Using the Essure article, answer these questions:
(a) Which company announced that it is discontinuing Essure sales across the world?
(b) On what date did the FDA order changes to the Premarket Approval of Essure?
(c) By roughly what percentage have U.S. sales of Essure declined within the past few years?

*SUPPLIED PASSAGE:*
____
By Andrew Emett
Due to the health risks associated with the Essure birth control device, the U.S. Food and Drug Administration (FDA) recently issued an order restricting the sale and distribution of the device. Despite the fact that Bayer has announced discontinuing sales of Essure across the world, the U.S. remains the only country where the device is marketed and sold.
On April 9, the FDA ordered changes to the Premarket Approval (PMA) of Bayer’s Essure sterilization procedure, requiring doctors and patients to sign off on a checklist of potential health problems, to ensure that the patient is fully informed about the risks. Although there has been an approximately 70 percent decline in sales of Essure in the U.S. within the past few years, the FDA has determined that some women still are not receiving information about the known risks of Essure before implantation.
____
*MATERIAL SUPPLIED:*
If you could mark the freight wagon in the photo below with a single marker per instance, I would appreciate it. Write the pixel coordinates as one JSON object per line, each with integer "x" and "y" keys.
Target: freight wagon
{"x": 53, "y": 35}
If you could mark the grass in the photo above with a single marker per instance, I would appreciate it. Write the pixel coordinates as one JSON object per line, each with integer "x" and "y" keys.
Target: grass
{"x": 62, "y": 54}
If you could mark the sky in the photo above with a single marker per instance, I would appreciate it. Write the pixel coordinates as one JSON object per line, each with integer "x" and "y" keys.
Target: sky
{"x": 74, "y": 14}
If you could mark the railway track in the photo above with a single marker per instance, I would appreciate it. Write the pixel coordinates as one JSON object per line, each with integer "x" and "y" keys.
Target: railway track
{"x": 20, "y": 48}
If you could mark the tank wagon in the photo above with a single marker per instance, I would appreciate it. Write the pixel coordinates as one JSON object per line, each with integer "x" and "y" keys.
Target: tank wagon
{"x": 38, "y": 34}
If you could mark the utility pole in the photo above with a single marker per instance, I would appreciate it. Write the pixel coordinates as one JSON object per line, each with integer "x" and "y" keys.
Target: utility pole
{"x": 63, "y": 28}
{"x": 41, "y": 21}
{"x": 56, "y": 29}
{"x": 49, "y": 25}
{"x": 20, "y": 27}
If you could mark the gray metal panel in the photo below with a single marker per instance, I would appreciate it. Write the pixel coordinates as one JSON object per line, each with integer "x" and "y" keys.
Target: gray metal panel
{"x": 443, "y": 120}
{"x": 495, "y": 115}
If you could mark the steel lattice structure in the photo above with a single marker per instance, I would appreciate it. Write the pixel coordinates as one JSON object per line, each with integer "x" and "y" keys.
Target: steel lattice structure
____
*FINISHED EXERCISE:*
(a) Bayer
(b) April 9
(c) About 70 percent